Render the following entries as a JSON list of strings, one string per line, leaving out any blank lines.
'''
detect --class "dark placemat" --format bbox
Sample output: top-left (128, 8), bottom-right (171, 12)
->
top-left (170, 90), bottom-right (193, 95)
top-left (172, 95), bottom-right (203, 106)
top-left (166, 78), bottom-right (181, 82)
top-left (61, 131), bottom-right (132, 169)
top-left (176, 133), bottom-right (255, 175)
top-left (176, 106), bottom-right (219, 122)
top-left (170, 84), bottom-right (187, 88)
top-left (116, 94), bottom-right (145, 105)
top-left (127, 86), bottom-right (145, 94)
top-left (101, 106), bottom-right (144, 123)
'''
• **Full answer**
[
  "detect --class \"dark placemat\" --format bbox",
  "Sample output: top-left (128, 8), bottom-right (171, 12)",
  "->",
  "top-left (170, 90), bottom-right (193, 95)",
  "top-left (172, 95), bottom-right (203, 106)",
  "top-left (166, 78), bottom-right (181, 82)",
  "top-left (61, 131), bottom-right (132, 169)",
  "top-left (176, 133), bottom-right (255, 175)",
  "top-left (176, 106), bottom-right (219, 122)",
  "top-left (170, 84), bottom-right (187, 88)",
  "top-left (116, 94), bottom-right (145, 105)",
  "top-left (127, 86), bottom-right (145, 94)",
  "top-left (101, 106), bottom-right (144, 123)"
]